_TASK STATEMENT:_
Could the data below be retyped exactly, without its pictures?

Stored data entries:
# # #
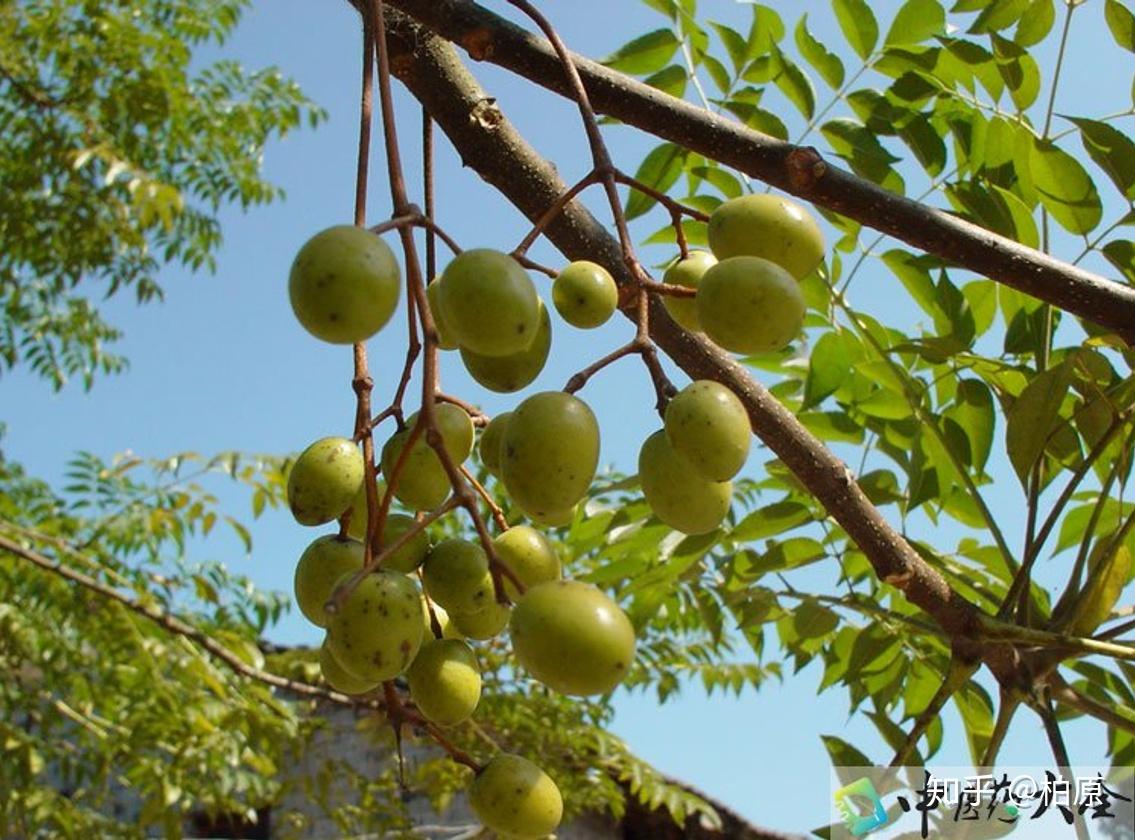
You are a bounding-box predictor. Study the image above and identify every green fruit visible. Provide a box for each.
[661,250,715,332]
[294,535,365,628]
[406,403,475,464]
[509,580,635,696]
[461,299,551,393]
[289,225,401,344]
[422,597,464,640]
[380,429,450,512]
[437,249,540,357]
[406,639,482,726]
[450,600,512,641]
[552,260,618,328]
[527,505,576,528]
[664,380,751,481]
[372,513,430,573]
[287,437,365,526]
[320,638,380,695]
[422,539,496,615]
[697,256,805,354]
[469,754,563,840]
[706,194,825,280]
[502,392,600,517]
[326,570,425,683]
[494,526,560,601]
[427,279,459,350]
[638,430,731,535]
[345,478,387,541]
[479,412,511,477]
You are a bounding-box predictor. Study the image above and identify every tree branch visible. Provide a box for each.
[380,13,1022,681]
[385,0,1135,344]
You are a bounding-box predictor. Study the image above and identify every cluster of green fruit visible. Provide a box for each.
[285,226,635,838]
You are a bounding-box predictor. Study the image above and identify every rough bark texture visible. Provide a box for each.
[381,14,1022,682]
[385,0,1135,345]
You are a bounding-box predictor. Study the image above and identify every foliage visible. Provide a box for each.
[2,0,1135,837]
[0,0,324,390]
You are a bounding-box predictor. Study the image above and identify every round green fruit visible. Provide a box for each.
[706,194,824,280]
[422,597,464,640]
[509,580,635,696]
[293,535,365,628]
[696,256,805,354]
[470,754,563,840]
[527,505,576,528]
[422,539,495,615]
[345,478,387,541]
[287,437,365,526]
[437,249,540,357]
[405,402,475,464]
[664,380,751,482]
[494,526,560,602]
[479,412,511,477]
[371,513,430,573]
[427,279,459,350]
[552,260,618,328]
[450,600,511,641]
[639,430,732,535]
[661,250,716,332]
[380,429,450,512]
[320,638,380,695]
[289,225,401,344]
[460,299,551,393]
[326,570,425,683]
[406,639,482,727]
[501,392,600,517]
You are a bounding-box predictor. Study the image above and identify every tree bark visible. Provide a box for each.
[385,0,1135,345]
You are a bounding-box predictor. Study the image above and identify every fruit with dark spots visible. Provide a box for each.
# # #
_PROBLEM SOLUTION:_
You are a bounding-box predictor. Study the image above and identify every green fruit visible. Provide a box for each.
[661,250,715,332]
[294,535,365,628]
[406,403,475,464]
[509,580,635,696]
[461,299,551,393]
[289,225,401,344]
[422,597,464,640]
[380,429,450,512]
[437,249,540,357]
[406,639,482,726]
[450,600,512,641]
[552,260,618,328]
[527,505,576,528]
[664,380,751,481]
[372,513,430,573]
[287,437,365,526]
[320,638,380,695]
[422,539,496,615]
[697,256,805,354]
[469,754,563,840]
[706,194,825,280]
[502,392,600,517]
[326,570,425,683]
[494,526,560,601]
[427,279,459,350]
[638,430,731,535]
[345,478,387,541]
[479,412,511,477]
You are a bounding-box predictor. Study the image above and identify every tree branch visible. Provide a box for each.
[380,13,1022,681]
[385,0,1135,344]
You are a bounding-box predictor. Study the image above and identify every cluster of green fruit visible. Provide a box for each.
[285,226,635,838]
You are a bounding-box predictor. Study the image above and identify every rough bark texture visible. Provide a box for each.
[381,14,1022,682]
[385,0,1135,345]
You are a bounding-box predictor. Study the image above and identify every foliage visible. Provide a box for each.
[2,0,1135,837]
[0,0,324,390]
You are a bounding-box predictor. Study the image above and identify every round green fruit visible. Provide a box for each.
[706,194,824,280]
[422,597,464,640]
[509,580,635,696]
[293,535,365,628]
[696,256,805,354]
[470,754,563,840]
[527,505,576,528]
[422,539,495,615]
[345,478,387,541]
[287,437,365,526]
[437,249,540,357]
[405,402,475,464]
[664,380,751,482]
[494,526,560,602]
[479,412,511,477]
[371,513,430,573]
[427,279,459,350]
[552,260,618,328]
[450,600,511,641]
[639,430,732,535]
[661,250,716,332]
[380,429,450,512]
[320,638,380,695]
[289,225,401,344]
[460,299,551,393]
[326,570,425,683]
[406,639,482,727]
[501,392,600,517]
You are a bounding-box predictor. Study the image above and identify every tree bark visible. Provide a box for each.
[385,0,1135,345]
You are a bounding-box predictor. Study the image above and identify every fruit with dark spots visible. Provide a box for each.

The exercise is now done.